§ Challenge
Please print the lines below verbatim, starting at the line that contains "Where can the telephone booth door" and continuing through the final line.
>>>>>
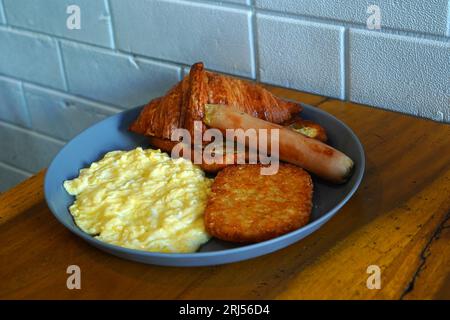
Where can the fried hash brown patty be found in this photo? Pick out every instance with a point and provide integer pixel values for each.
(245, 206)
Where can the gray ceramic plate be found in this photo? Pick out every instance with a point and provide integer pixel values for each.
(111, 134)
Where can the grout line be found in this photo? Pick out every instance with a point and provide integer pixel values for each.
(33, 133)
(448, 19)
(354, 25)
(25, 102)
(254, 43)
(3, 12)
(112, 34)
(14, 168)
(345, 63)
(66, 95)
(44, 87)
(220, 4)
(62, 65)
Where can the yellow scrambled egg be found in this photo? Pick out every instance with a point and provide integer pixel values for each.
(142, 199)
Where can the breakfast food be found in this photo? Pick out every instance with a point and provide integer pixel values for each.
(307, 128)
(148, 200)
(310, 154)
(184, 103)
(245, 206)
(142, 199)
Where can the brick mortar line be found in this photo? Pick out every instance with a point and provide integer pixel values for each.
(62, 66)
(101, 104)
(22, 129)
(3, 12)
(254, 42)
(14, 168)
(112, 33)
(353, 25)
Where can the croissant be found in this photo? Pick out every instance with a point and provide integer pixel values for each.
(184, 103)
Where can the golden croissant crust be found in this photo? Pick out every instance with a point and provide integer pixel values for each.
(185, 103)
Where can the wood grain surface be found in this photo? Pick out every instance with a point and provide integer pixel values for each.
(399, 220)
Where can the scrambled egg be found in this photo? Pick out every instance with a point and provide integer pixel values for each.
(142, 199)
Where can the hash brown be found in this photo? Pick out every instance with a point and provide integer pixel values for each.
(245, 206)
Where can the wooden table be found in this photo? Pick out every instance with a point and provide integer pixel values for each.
(399, 220)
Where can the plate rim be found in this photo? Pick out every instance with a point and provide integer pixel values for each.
(210, 254)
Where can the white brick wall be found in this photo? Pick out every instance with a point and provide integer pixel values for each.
(54, 82)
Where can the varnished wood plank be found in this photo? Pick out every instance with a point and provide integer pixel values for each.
(391, 220)
(22, 197)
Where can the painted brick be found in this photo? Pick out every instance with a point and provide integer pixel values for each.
(400, 73)
(12, 103)
(60, 115)
(413, 15)
(115, 78)
(186, 32)
(30, 57)
(244, 2)
(301, 55)
(2, 13)
(50, 16)
(10, 176)
(25, 149)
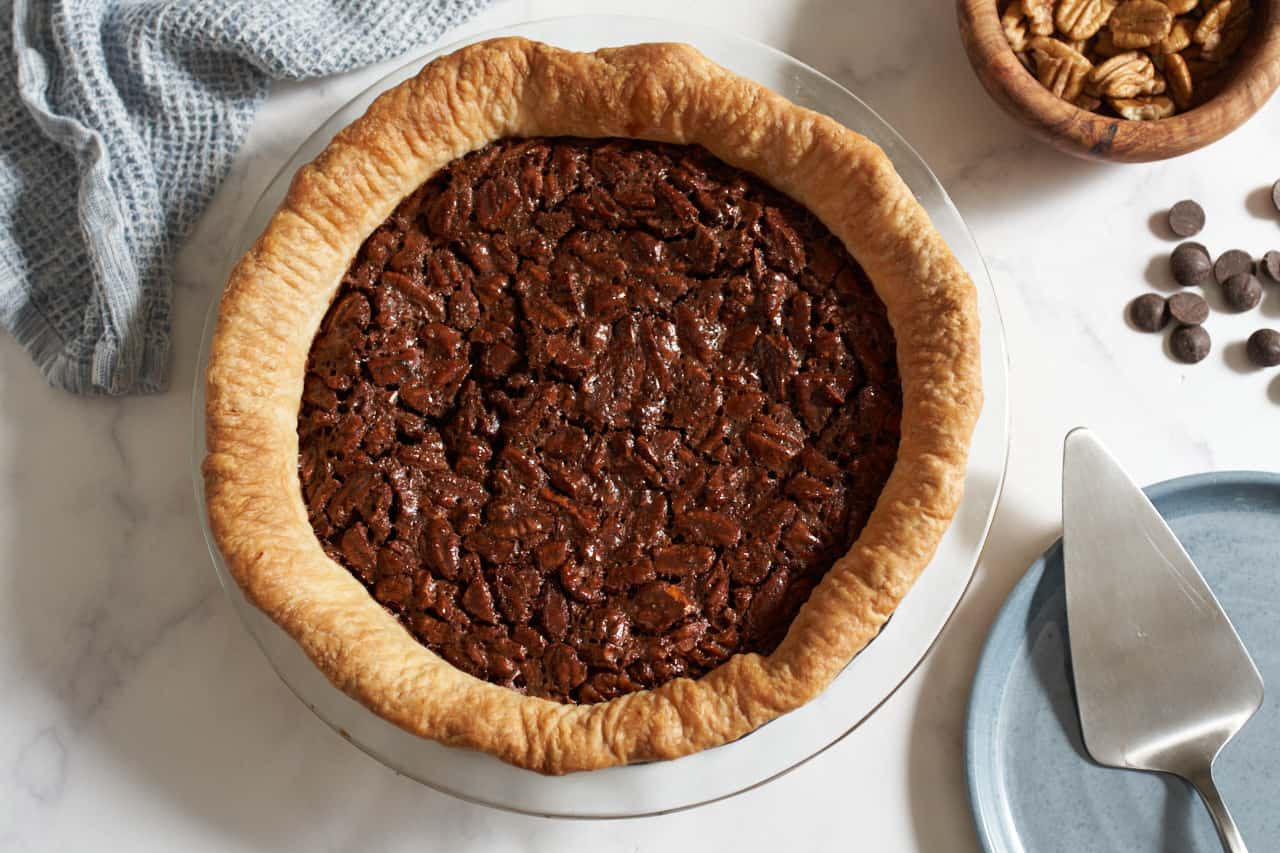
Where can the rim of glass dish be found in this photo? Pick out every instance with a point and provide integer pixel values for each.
(511, 30)
(987, 685)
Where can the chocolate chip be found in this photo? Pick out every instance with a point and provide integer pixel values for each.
(1264, 347)
(1192, 265)
(1269, 268)
(1188, 309)
(1150, 313)
(1232, 263)
(1189, 343)
(1242, 291)
(1185, 218)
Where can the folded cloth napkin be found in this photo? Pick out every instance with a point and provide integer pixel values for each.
(118, 119)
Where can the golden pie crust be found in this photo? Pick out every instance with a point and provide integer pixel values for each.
(282, 288)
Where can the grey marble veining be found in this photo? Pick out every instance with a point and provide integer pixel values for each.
(137, 714)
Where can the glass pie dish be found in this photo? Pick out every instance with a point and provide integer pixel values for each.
(661, 787)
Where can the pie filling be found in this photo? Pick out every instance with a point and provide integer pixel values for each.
(588, 415)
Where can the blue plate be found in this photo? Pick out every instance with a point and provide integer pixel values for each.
(1033, 787)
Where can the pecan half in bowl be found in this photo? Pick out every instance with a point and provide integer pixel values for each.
(1128, 81)
(589, 407)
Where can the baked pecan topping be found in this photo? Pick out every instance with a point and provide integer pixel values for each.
(593, 415)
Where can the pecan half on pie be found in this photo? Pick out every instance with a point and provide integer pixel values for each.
(589, 407)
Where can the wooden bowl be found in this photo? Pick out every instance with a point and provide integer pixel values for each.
(1255, 74)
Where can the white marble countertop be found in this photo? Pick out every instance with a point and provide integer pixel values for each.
(137, 714)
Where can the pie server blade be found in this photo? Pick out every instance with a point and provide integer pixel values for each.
(1161, 678)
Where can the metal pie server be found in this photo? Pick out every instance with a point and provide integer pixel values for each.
(1161, 678)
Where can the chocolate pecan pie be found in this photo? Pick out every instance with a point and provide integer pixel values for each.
(589, 409)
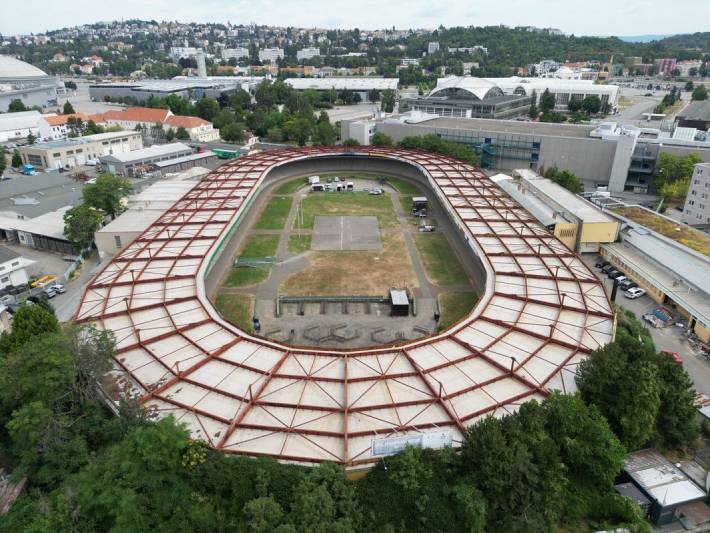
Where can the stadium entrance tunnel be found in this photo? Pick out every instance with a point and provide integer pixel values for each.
(541, 312)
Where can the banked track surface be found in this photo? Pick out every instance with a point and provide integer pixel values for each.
(542, 313)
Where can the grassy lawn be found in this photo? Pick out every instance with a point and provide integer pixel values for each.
(454, 306)
(260, 246)
(275, 213)
(441, 263)
(299, 243)
(346, 204)
(367, 273)
(246, 275)
(404, 186)
(237, 308)
(291, 187)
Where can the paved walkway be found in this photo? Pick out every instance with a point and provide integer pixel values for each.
(670, 338)
(367, 327)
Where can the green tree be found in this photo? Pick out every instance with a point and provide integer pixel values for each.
(700, 93)
(233, 132)
(107, 194)
(80, 225)
(671, 168)
(622, 382)
(16, 106)
(262, 515)
(574, 105)
(324, 134)
(381, 139)
(207, 108)
(29, 321)
(388, 100)
(547, 101)
(182, 134)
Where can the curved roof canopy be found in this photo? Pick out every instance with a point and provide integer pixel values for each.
(477, 87)
(541, 314)
(14, 68)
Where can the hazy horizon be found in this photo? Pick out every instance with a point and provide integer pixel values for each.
(607, 17)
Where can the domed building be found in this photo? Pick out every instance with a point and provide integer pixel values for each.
(22, 81)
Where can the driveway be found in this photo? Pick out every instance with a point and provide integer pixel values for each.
(670, 338)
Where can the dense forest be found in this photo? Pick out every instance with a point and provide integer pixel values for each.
(549, 466)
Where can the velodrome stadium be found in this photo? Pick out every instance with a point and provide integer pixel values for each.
(539, 313)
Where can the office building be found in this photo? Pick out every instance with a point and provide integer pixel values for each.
(69, 153)
(24, 82)
(138, 162)
(307, 53)
(696, 211)
(361, 85)
(579, 224)
(13, 268)
(235, 53)
(188, 88)
(16, 126)
(620, 157)
(271, 54)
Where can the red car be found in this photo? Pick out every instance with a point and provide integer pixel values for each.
(673, 355)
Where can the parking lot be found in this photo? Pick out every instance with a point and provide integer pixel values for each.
(671, 338)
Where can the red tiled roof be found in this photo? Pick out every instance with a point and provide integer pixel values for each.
(139, 114)
(177, 121)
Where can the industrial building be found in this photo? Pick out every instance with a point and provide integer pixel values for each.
(24, 82)
(471, 97)
(695, 115)
(579, 224)
(142, 210)
(13, 268)
(189, 88)
(696, 211)
(69, 153)
(271, 55)
(45, 232)
(362, 85)
(16, 126)
(138, 162)
(673, 274)
(609, 155)
(541, 313)
(669, 489)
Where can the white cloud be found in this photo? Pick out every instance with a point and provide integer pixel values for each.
(602, 17)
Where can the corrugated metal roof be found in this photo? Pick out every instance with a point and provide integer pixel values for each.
(541, 314)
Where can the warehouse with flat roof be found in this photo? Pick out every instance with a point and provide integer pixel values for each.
(139, 162)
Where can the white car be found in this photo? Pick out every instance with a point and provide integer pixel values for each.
(634, 292)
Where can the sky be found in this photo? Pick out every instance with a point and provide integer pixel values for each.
(580, 17)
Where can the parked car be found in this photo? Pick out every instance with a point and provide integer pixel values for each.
(634, 292)
(59, 288)
(673, 355)
(627, 284)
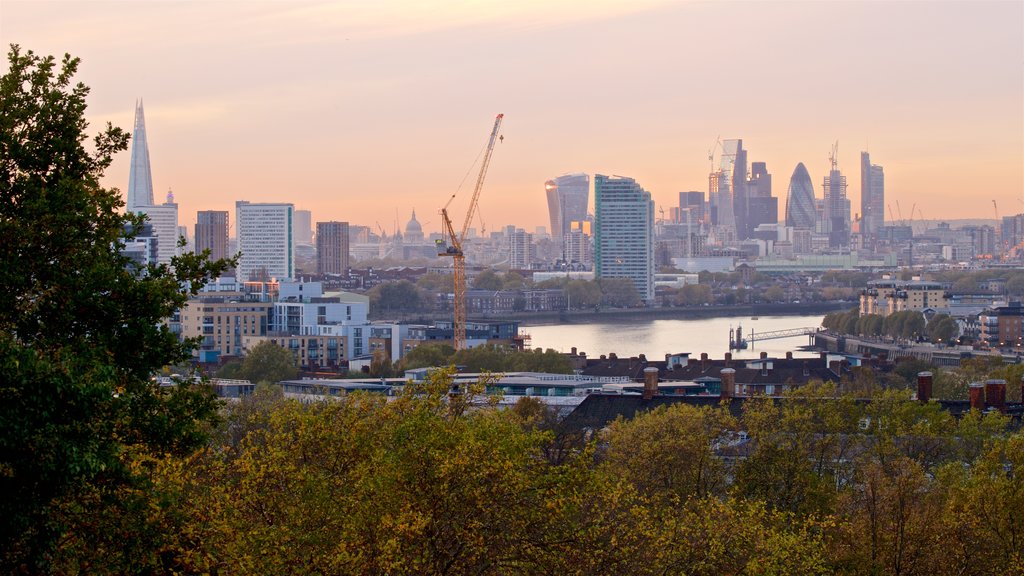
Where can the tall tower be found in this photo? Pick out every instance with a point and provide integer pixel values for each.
(140, 176)
(211, 233)
(800, 209)
(568, 197)
(624, 236)
(332, 247)
(872, 198)
(266, 240)
(837, 204)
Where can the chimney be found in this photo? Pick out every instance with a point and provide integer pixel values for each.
(977, 396)
(924, 386)
(995, 395)
(728, 376)
(649, 382)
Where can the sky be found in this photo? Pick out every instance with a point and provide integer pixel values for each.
(364, 111)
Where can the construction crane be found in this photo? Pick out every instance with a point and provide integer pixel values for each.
(455, 243)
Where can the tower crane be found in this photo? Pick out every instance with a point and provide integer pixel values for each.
(454, 245)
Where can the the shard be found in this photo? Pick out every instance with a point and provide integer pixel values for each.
(140, 176)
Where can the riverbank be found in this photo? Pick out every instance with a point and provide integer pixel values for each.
(612, 315)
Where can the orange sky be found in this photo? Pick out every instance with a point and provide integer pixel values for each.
(364, 111)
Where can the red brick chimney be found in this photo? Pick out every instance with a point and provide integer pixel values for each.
(924, 386)
(649, 382)
(728, 376)
(995, 395)
(977, 391)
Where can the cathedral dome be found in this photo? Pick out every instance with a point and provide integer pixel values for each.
(414, 232)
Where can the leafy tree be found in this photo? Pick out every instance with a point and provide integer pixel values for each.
(942, 328)
(619, 292)
(81, 326)
(267, 362)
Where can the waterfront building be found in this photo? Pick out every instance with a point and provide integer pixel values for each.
(888, 296)
(624, 233)
(211, 233)
(872, 198)
(800, 205)
(332, 247)
(139, 175)
(265, 240)
(164, 219)
(568, 197)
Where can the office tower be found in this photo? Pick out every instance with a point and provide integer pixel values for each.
(624, 233)
(520, 249)
(568, 197)
(139, 175)
(265, 240)
(872, 198)
(303, 227)
(837, 205)
(740, 204)
(332, 247)
(762, 207)
(800, 209)
(211, 233)
(164, 219)
(692, 202)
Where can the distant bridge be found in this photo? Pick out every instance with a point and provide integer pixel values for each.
(775, 334)
(738, 340)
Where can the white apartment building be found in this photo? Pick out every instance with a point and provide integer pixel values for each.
(265, 237)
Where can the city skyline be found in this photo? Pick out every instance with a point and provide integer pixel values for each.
(353, 112)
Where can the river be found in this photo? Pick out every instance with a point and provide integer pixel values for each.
(657, 337)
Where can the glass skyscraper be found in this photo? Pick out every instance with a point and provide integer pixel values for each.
(624, 233)
(800, 210)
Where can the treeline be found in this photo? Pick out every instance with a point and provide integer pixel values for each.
(424, 485)
(905, 325)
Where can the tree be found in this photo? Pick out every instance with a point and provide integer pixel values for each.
(267, 362)
(619, 292)
(81, 325)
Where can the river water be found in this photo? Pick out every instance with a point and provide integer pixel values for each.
(657, 337)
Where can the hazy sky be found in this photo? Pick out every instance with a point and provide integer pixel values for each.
(365, 110)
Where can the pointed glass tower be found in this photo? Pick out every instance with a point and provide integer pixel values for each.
(140, 177)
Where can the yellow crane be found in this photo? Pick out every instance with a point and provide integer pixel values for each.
(455, 243)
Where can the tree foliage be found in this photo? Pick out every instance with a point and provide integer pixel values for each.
(81, 326)
(267, 362)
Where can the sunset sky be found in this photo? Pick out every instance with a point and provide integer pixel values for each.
(363, 111)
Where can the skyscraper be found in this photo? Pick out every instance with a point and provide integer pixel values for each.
(800, 210)
(567, 199)
(139, 176)
(211, 233)
(332, 247)
(265, 240)
(837, 205)
(303, 227)
(624, 233)
(872, 198)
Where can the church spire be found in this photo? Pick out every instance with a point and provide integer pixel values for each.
(140, 176)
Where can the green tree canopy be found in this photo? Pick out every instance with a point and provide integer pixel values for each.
(81, 326)
(267, 362)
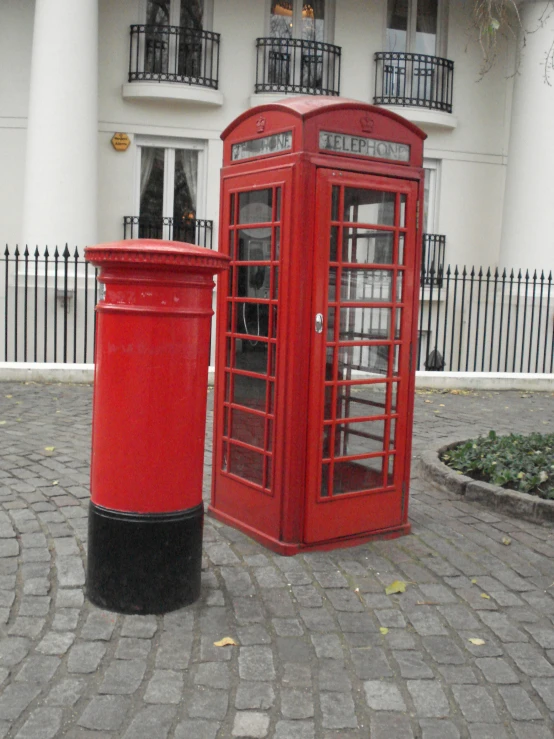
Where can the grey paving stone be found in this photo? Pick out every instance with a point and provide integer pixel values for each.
(294, 730)
(55, 642)
(70, 571)
(84, 657)
(412, 665)
(213, 675)
(99, 626)
(15, 698)
(518, 703)
(338, 711)
(152, 722)
(174, 650)
(529, 660)
(197, 730)
(208, 703)
(69, 598)
(429, 698)
(251, 724)
(497, 670)
(254, 696)
(66, 619)
(438, 729)
(105, 713)
(38, 669)
(327, 646)
(256, 663)
(66, 692)
(165, 686)
(142, 627)
(371, 663)
(12, 650)
(43, 723)
(383, 695)
(123, 677)
(487, 731)
(296, 704)
(388, 725)
(475, 703)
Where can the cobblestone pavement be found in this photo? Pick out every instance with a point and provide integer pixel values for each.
(312, 662)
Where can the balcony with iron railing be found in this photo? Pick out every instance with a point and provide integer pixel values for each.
(194, 231)
(413, 80)
(186, 59)
(289, 65)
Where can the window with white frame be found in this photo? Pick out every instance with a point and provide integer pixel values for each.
(170, 188)
(298, 19)
(413, 26)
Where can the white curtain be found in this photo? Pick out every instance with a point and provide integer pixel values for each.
(189, 162)
(147, 156)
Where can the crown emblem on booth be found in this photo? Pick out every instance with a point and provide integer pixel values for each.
(260, 124)
(367, 124)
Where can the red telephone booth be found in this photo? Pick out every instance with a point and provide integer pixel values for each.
(317, 323)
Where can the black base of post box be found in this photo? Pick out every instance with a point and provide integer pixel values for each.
(140, 563)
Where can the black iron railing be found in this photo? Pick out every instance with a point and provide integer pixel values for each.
(432, 257)
(193, 231)
(296, 65)
(413, 79)
(174, 54)
(48, 306)
(472, 320)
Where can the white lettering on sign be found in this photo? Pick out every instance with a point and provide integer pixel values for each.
(344, 143)
(260, 147)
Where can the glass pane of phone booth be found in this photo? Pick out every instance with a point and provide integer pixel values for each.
(251, 335)
(363, 340)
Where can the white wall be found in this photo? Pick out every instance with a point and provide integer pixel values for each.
(473, 155)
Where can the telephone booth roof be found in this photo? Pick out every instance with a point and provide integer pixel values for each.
(323, 125)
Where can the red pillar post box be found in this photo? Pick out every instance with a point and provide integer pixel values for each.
(149, 414)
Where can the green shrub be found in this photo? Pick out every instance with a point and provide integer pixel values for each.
(524, 463)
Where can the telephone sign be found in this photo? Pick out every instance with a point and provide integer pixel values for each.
(317, 323)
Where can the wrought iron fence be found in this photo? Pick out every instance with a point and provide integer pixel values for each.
(297, 65)
(413, 79)
(194, 231)
(174, 54)
(48, 306)
(486, 321)
(469, 320)
(432, 257)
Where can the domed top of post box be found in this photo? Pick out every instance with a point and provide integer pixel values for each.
(158, 254)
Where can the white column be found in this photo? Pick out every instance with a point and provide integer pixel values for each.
(528, 221)
(61, 166)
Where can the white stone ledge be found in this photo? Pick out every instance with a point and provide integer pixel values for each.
(176, 91)
(486, 381)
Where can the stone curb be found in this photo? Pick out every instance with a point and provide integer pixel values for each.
(512, 502)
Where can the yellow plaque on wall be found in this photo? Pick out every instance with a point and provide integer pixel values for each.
(120, 141)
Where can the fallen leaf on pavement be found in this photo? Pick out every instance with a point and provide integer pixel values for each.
(227, 641)
(398, 586)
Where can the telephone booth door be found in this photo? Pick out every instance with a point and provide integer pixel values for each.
(360, 354)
<<<<<
§ Written solution
Where can the telephone booth door be found in this photo? Pick out every instance with a point and provide integer pixel values for each.
(360, 354)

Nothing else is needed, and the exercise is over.